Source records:
☆ ☆ ☆

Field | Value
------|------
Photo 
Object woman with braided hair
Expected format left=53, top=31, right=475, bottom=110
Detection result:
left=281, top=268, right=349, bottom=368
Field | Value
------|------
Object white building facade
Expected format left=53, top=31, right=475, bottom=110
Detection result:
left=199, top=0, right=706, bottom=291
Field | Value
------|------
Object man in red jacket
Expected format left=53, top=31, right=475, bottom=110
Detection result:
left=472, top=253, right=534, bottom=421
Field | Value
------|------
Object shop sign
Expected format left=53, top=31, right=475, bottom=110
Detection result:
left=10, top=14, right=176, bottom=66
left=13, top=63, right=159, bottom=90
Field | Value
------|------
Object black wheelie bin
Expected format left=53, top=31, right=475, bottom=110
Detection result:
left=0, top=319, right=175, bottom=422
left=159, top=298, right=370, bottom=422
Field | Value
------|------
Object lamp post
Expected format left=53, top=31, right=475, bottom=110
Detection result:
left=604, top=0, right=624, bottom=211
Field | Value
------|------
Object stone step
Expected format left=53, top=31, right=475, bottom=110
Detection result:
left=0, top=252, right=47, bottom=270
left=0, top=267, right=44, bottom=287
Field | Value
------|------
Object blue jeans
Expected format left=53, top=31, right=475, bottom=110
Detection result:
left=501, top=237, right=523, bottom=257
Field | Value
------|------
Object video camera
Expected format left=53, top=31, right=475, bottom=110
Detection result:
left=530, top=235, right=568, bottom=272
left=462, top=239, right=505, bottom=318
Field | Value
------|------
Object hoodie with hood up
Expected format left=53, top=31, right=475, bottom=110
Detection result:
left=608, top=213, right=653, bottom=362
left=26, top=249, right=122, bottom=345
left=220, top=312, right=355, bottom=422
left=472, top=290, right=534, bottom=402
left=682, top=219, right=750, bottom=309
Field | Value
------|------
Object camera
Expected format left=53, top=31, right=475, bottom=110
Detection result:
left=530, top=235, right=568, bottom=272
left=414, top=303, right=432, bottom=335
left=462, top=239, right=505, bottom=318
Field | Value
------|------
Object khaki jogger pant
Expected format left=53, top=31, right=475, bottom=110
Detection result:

☆ ☆ ☆

- DO THIS -
Retype the entire listing above line for line, without changing a single character.

- COMPLETE OUTPUT -
Field | Value
------|------
Photo 
Object woman with braided hair
Expected format left=53, top=31, right=475, bottom=110
Detection result:
left=281, top=268, right=349, bottom=368
Field | Value
------|------
Object white building facade
Expected format left=53, top=31, right=475, bottom=110
Detection result:
left=199, top=0, right=706, bottom=291
Field | Value
------|------
Object man in red jacket
Expected format left=53, top=31, right=475, bottom=110
Detection result:
left=472, top=253, right=534, bottom=421
Field | Value
------|------
Object shop sign
Expected format left=53, top=31, right=475, bottom=110
Detection result:
left=10, top=14, right=176, bottom=66
left=13, top=63, right=159, bottom=90
Field | Value
------|------
Object black wheelie bin
Expected format left=53, top=31, right=475, bottom=110
Detection result:
left=0, top=319, right=175, bottom=422
left=159, top=298, right=370, bottom=422
Field | Value
------|------
Object lamp post
Expected format left=53, top=31, right=475, bottom=110
Detection result:
left=604, top=0, right=624, bottom=211
Field | Value
------|------
Object stone step
Expected format left=53, top=31, right=475, bottom=110
Detection result:
left=0, top=252, right=47, bottom=270
left=0, top=267, right=44, bottom=287
Field | Value
------|------
Object blue jeans
Expected format left=53, top=31, right=475, bottom=110
Detection result:
left=501, top=237, right=523, bottom=257
Field | Value
------|------
Object video camera
Expected format left=53, top=31, right=475, bottom=110
Detection result:
left=530, top=235, right=568, bottom=272
left=462, top=239, right=505, bottom=318
Field | Value
------|------
Object hoodie with hood up
Expected format left=53, top=31, right=475, bottom=110
Detection result:
left=608, top=213, right=653, bottom=362
left=26, top=249, right=122, bottom=345
left=220, top=312, right=355, bottom=422
left=472, top=290, right=534, bottom=402
left=682, top=219, right=750, bottom=309
Field | Value
------|------
Object camera
Expected format left=53, top=31, right=475, bottom=110
Detection result:
left=530, top=235, right=568, bottom=272
left=414, top=303, right=432, bottom=335
left=462, top=239, right=505, bottom=318
Field | Value
------|------
Object khaki jogger pant
Expected format left=53, top=31, right=475, bottom=110
Detection result:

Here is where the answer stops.